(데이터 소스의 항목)
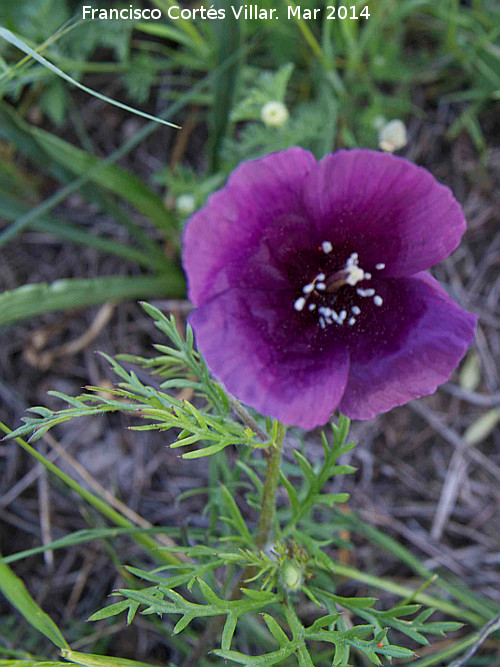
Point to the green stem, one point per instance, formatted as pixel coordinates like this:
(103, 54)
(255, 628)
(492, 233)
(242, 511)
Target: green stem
(214, 628)
(151, 545)
(273, 454)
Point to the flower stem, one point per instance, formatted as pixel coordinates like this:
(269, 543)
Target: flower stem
(214, 628)
(273, 454)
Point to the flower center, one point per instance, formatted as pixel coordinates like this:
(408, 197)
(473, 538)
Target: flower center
(335, 299)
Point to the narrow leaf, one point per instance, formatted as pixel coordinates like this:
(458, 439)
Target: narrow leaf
(17, 594)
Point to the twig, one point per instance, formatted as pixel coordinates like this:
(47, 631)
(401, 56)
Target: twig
(490, 627)
(453, 438)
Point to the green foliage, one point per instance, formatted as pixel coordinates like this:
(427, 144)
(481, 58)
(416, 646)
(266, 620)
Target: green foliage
(211, 427)
(15, 591)
(224, 574)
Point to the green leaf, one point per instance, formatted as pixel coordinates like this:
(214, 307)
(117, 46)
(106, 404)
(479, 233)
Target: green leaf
(117, 608)
(34, 299)
(276, 630)
(109, 176)
(331, 498)
(237, 519)
(305, 466)
(15, 41)
(16, 593)
(227, 46)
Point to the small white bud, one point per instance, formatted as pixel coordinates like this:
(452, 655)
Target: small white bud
(392, 136)
(291, 575)
(274, 114)
(185, 204)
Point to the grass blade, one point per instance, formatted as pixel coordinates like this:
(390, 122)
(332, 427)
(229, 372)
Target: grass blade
(227, 39)
(17, 594)
(34, 299)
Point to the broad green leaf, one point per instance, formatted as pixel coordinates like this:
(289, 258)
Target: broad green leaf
(17, 594)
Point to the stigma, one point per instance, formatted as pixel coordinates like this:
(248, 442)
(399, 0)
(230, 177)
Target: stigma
(322, 294)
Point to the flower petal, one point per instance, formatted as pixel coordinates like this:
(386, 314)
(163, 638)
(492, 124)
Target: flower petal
(416, 347)
(228, 229)
(384, 207)
(280, 371)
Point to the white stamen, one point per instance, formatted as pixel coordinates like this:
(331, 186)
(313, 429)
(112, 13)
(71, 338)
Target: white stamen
(300, 303)
(356, 274)
(367, 292)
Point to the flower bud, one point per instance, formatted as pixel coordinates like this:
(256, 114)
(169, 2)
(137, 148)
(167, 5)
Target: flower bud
(185, 204)
(274, 114)
(392, 136)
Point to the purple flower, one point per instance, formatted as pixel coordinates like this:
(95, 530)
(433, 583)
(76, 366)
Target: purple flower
(310, 285)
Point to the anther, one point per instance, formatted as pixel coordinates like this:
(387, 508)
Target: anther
(299, 303)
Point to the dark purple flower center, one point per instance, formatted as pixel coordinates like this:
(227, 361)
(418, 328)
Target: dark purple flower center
(335, 295)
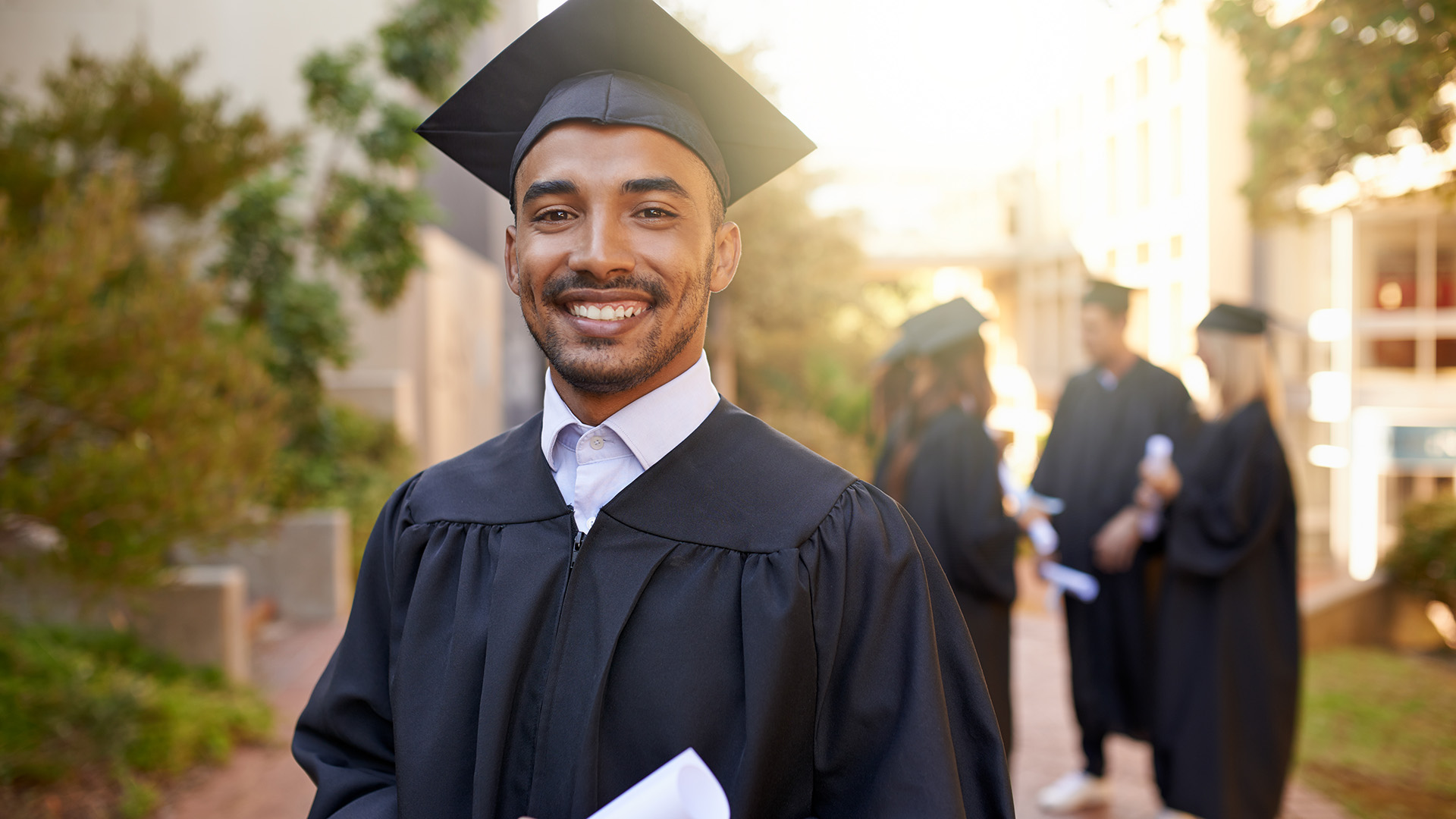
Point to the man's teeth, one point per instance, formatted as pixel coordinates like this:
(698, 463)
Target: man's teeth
(604, 312)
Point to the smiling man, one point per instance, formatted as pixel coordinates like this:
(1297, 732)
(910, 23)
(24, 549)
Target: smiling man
(642, 567)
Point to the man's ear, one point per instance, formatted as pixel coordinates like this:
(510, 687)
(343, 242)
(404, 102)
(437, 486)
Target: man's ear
(727, 253)
(513, 276)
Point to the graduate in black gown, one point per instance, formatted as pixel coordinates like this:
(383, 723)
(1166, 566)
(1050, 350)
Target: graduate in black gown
(1228, 645)
(711, 583)
(1091, 460)
(944, 469)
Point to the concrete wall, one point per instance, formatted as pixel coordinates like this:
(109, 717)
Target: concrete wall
(199, 614)
(305, 567)
(433, 363)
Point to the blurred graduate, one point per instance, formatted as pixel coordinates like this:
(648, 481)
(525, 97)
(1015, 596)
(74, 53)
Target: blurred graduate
(1091, 461)
(642, 567)
(943, 466)
(1228, 645)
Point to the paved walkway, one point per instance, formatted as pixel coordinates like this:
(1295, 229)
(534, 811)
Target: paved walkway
(264, 783)
(1047, 736)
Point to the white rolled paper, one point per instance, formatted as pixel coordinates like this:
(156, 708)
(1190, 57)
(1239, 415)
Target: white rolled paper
(1078, 583)
(1043, 537)
(1158, 455)
(682, 789)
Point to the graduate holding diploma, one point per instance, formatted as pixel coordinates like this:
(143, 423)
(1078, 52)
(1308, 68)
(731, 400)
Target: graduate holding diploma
(1098, 438)
(1228, 649)
(642, 567)
(944, 469)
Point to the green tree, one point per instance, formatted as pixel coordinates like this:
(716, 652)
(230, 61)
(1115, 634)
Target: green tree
(1334, 83)
(287, 228)
(131, 417)
(794, 331)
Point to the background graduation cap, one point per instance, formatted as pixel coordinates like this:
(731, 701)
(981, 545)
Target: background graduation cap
(485, 121)
(941, 327)
(1232, 318)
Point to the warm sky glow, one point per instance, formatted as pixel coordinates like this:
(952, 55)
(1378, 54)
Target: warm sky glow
(921, 83)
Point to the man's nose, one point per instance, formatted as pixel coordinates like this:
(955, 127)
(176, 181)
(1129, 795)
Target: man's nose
(604, 251)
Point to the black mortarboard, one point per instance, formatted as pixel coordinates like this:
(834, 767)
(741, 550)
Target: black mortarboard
(622, 63)
(1232, 318)
(1111, 297)
(941, 327)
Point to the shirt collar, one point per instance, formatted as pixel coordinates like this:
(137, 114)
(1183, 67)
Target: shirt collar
(651, 426)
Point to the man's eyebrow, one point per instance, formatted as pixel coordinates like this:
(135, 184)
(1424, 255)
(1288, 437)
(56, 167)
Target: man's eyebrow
(654, 184)
(548, 188)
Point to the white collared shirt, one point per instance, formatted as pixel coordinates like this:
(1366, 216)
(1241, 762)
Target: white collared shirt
(593, 464)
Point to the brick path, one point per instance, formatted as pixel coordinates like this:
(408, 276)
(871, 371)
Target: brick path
(1049, 742)
(264, 783)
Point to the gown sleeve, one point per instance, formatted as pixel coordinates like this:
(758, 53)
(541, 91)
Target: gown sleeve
(976, 518)
(903, 726)
(346, 736)
(1232, 499)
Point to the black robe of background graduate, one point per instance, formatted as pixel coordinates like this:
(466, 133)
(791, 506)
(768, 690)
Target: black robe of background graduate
(954, 494)
(1228, 670)
(1097, 441)
(743, 596)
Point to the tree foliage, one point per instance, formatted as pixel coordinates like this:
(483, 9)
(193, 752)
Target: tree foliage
(1424, 560)
(130, 416)
(1335, 82)
(284, 228)
(794, 324)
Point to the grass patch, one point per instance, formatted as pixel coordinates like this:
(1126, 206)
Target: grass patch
(77, 701)
(1379, 732)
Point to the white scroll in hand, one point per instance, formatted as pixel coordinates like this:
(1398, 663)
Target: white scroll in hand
(682, 789)
(1076, 583)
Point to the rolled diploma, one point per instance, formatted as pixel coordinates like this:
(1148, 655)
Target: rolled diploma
(1078, 583)
(1024, 496)
(1043, 537)
(682, 789)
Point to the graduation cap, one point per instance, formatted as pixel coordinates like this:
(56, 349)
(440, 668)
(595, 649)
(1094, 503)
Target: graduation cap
(618, 63)
(1232, 318)
(1107, 293)
(941, 327)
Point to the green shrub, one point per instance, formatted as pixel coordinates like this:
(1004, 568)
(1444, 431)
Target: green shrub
(1424, 560)
(74, 698)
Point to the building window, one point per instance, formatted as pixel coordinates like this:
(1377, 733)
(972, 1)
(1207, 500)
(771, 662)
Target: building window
(1145, 181)
(1111, 175)
(1405, 293)
(1175, 150)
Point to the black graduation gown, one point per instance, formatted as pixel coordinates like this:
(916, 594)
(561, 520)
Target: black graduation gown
(743, 596)
(954, 494)
(1228, 659)
(1091, 460)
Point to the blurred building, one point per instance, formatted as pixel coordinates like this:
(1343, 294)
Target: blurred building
(452, 365)
(1134, 177)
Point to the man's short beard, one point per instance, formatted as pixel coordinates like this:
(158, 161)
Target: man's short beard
(655, 353)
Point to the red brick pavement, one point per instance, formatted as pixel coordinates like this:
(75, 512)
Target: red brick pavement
(1047, 741)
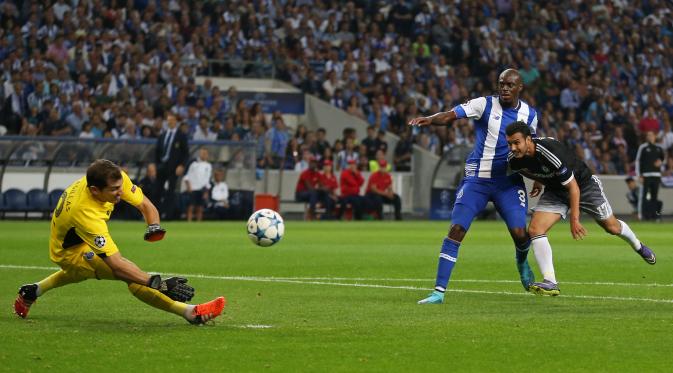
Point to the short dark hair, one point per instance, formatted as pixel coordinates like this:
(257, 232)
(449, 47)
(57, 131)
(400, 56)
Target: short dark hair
(100, 171)
(518, 127)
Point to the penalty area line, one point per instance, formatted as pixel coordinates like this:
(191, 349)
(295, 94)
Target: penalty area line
(305, 281)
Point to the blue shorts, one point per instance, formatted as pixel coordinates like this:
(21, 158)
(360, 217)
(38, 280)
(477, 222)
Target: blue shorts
(508, 194)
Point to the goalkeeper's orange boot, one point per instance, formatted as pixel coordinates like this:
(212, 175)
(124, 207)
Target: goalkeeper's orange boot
(26, 298)
(205, 312)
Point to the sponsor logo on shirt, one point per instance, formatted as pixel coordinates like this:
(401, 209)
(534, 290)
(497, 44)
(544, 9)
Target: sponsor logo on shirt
(99, 241)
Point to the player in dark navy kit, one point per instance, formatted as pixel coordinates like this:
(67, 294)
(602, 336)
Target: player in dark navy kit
(568, 185)
(486, 177)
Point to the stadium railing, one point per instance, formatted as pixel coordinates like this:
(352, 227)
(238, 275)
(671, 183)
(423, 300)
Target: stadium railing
(50, 164)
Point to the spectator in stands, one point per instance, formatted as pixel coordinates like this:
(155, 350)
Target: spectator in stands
(666, 136)
(649, 160)
(403, 152)
(649, 122)
(371, 143)
(149, 183)
(351, 181)
(76, 118)
(375, 163)
(293, 155)
(141, 62)
(54, 126)
(306, 158)
(329, 185)
(87, 131)
(355, 108)
(308, 188)
(197, 182)
(219, 195)
(348, 153)
(171, 156)
(321, 142)
(380, 191)
(276, 139)
(633, 194)
(203, 132)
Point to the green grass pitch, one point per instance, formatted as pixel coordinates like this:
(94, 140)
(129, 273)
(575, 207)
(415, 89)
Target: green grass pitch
(342, 297)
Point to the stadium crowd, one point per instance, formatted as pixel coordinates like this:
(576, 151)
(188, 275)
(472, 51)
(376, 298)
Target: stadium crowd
(599, 72)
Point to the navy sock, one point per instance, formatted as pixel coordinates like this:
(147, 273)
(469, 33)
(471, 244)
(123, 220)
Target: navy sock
(522, 252)
(447, 259)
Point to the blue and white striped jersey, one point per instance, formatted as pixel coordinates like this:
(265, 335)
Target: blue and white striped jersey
(489, 156)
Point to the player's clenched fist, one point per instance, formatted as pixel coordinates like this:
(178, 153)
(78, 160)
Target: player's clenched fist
(420, 121)
(154, 233)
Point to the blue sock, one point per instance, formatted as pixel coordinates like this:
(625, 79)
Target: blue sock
(447, 259)
(522, 252)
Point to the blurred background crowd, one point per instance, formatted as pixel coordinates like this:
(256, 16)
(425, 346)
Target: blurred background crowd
(598, 72)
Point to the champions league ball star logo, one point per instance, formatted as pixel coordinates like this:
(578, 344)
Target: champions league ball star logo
(444, 197)
(99, 241)
(460, 194)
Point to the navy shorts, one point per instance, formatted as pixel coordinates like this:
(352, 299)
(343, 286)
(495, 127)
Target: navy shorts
(508, 194)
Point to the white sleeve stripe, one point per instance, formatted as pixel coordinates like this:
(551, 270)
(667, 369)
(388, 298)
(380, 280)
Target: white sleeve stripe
(549, 155)
(533, 124)
(572, 176)
(637, 160)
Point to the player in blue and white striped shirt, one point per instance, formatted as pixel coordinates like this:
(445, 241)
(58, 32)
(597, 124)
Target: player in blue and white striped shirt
(486, 176)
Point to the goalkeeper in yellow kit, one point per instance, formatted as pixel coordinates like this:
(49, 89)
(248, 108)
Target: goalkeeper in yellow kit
(81, 245)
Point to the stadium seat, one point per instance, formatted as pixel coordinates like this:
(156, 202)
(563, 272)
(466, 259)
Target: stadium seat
(15, 201)
(37, 200)
(54, 196)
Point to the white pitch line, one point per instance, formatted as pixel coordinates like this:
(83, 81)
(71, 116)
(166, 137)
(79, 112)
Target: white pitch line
(253, 326)
(303, 281)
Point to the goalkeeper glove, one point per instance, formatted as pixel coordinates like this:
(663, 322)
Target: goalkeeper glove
(175, 288)
(154, 233)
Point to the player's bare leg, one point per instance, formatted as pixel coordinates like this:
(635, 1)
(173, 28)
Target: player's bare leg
(616, 227)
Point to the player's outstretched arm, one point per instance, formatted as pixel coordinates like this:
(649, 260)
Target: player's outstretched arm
(175, 288)
(126, 270)
(438, 119)
(154, 231)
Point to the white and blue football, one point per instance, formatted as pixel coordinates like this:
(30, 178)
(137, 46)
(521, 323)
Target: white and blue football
(265, 227)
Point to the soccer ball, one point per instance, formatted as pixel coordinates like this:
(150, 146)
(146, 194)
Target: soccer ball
(265, 227)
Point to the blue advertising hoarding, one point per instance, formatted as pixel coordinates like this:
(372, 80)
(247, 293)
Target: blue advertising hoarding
(285, 102)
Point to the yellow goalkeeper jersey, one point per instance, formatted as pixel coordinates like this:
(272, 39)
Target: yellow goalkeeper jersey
(81, 218)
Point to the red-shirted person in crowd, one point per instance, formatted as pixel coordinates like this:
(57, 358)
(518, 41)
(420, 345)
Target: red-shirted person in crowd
(329, 184)
(380, 191)
(308, 187)
(351, 182)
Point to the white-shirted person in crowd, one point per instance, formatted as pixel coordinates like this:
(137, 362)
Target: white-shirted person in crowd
(197, 182)
(219, 194)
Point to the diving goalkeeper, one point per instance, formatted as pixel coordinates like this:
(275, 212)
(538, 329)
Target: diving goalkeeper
(81, 245)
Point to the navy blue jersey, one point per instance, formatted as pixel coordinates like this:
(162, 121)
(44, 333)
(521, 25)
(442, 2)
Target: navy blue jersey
(553, 165)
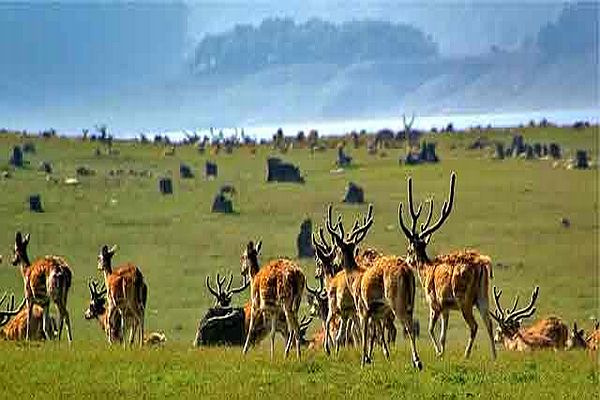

문제 내용 = "Point to the white collared" 문구가 있는 줄에서 시작해 "(1379, 732)" 문구가 있는 줄까지 다시 쓰되, "brick path" 자리에 "stone path" 표현을 넣어 고치고 나머지는 그대로 두세요.

작성한 풀이 =
Point to the white collared shirt, one point per instance, formatted as pixel coordinates like this:
(1366, 216)
(1241, 762)
Target: white collared shirt
(593, 464)
Point to the stone path, one point per instance, formatted as pixel coordinates like this:
(408, 276)
(871, 371)
Target: stone path
(1049, 742)
(264, 783)
Point to the gown sleeve, one point per instance, formatted as pixel coordinates like this:
(758, 53)
(541, 91)
Target: gown sleeve
(976, 518)
(903, 726)
(346, 736)
(1232, 499)
Point to the black robe of background graduate, one point per instance, formatted as pixel coordinates like this:
(466, 133)
(791, 506)
(768, 690)
Target: black robe of background graduate
(954, 494)
(1228, 670)
(1097, 441)
(743, 596)
Point to the tree foliage, one point per instance, formatted as pixel coordinates like this:
(483, 9)
(193, 752)
Target: tree foliage
(1424, 560)
(130, 416)
(1335, 82)
(284, 228)
(794, 324)
Point to the grass patch, one point per instance, formatted as pixel coordinates like this:
(1126, 206)
Target: grass patch
(77, 701)
(1379, 732)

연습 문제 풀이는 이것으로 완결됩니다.